▶ _Problem to solve_
When you reach the line containing "Practice step: label each instance of the purple label", repeat it and every line after it exactly, stopping only at the end of the listing.

▶ _Data for this exercise_
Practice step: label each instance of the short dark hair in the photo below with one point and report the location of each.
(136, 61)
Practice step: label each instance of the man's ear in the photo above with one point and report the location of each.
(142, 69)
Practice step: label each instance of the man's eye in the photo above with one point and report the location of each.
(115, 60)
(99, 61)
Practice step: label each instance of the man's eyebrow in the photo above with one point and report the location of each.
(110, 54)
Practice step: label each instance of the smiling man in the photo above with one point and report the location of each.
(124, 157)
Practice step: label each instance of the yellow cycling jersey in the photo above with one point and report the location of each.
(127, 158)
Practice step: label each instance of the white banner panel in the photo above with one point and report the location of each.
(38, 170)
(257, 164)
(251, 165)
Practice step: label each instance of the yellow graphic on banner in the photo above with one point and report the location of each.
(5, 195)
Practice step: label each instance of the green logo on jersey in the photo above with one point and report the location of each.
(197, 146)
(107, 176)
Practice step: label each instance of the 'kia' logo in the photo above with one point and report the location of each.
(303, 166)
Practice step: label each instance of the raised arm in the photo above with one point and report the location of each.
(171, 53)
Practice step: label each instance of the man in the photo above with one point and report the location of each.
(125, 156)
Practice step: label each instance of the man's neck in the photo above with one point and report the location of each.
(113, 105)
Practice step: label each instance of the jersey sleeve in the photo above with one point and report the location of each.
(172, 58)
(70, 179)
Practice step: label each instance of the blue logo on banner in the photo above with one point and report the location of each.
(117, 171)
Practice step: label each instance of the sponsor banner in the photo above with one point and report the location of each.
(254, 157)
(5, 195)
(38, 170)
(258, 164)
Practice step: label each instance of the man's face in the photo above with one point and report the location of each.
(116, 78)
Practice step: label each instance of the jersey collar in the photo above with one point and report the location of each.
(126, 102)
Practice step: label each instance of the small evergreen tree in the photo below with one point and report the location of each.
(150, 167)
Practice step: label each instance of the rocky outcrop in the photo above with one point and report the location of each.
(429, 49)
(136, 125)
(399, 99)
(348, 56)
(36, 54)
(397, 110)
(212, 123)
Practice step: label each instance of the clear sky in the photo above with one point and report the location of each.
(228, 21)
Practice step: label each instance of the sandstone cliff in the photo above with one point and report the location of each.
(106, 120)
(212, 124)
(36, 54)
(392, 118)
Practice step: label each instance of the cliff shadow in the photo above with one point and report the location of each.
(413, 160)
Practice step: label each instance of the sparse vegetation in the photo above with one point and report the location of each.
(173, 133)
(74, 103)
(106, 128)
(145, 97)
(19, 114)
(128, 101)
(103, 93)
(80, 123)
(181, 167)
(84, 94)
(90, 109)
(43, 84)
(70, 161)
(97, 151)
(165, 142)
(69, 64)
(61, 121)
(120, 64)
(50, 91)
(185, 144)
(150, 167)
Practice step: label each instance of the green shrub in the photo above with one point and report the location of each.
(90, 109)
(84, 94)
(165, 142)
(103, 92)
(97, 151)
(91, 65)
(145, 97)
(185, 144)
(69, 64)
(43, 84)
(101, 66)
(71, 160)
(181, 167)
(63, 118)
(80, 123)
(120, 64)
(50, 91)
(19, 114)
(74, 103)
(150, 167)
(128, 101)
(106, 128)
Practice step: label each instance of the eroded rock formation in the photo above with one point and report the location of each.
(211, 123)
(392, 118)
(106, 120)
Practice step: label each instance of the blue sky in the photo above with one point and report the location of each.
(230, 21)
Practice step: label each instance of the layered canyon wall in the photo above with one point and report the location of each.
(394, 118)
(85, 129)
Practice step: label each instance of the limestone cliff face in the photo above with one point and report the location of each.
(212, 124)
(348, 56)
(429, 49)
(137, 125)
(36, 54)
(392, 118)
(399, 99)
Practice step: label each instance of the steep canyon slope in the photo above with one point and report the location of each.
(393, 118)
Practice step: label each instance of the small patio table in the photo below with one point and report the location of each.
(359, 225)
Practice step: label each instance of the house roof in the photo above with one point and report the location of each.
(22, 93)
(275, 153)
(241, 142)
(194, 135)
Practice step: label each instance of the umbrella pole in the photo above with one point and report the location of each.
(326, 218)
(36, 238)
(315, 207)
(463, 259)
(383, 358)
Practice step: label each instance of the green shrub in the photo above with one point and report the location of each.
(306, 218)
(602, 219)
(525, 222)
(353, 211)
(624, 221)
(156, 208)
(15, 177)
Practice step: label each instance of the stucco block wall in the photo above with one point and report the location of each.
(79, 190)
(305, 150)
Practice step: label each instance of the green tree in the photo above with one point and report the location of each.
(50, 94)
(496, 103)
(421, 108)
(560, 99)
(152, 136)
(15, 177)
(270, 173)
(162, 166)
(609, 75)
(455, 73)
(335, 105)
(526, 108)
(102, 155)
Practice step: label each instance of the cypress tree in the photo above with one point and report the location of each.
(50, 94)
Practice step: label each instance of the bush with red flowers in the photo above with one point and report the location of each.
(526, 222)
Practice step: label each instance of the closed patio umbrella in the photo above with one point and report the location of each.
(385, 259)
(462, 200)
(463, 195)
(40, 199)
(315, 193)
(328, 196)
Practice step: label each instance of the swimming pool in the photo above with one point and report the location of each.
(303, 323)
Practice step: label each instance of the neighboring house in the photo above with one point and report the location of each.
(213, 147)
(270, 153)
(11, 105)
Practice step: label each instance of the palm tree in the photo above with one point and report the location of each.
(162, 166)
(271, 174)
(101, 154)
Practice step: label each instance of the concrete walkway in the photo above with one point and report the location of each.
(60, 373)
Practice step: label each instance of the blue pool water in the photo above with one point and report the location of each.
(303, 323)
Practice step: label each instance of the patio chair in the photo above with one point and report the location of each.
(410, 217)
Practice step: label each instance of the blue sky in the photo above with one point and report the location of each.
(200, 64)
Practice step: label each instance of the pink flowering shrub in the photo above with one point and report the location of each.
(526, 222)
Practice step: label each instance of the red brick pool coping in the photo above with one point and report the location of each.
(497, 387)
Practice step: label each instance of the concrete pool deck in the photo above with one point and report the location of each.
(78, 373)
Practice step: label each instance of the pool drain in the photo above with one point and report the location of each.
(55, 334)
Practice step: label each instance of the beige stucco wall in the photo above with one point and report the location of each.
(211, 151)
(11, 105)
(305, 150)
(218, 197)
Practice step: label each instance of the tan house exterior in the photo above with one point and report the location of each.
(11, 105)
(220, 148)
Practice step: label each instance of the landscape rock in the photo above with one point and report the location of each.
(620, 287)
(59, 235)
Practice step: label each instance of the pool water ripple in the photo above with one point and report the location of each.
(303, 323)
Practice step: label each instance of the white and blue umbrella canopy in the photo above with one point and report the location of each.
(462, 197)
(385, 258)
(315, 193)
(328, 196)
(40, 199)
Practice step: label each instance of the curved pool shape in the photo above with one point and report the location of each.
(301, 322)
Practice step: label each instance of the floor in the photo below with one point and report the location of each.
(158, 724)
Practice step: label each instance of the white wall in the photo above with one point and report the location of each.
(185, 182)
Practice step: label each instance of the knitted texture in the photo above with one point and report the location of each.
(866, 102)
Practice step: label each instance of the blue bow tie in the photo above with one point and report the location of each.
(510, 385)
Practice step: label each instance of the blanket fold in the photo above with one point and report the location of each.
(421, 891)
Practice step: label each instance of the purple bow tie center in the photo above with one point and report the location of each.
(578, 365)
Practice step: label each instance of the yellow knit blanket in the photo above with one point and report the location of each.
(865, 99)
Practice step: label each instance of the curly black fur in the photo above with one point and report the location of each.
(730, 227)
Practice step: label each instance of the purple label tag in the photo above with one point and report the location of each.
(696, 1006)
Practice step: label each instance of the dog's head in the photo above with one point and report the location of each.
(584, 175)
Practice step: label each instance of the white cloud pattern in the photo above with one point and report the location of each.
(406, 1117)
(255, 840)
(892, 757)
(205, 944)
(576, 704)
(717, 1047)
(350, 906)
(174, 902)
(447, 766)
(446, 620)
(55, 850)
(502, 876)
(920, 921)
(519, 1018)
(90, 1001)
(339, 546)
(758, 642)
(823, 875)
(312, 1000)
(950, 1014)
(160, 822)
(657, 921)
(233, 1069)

▶ _Result of this exercise_
Practice step: label each instance of the purple label tag in the photo above with one point and report the location of each.
(696, 1006)
Practice step: label each instance of the dog's head in the photo above with one point and report the location of each.
(584, 175)
Practice step: label each instance of the white cloud pattern in the photo above with one point and report the location of each.
(406, 1117)
(255, 840)
(892, 757)
(205, 944)
(576, 704)
(717, 1047)
(350, 906)
(174, 902)
(447, 766)
(446, 620)
(55, 850)
(502, 876)
(920, 921)
(519, 1018)
(90, 1001)
(339, 546)
(758, 642)
(823, 875)
(312, 1000)
(950, 1014)
(160, 822)
(657, 921)
(233, 1069)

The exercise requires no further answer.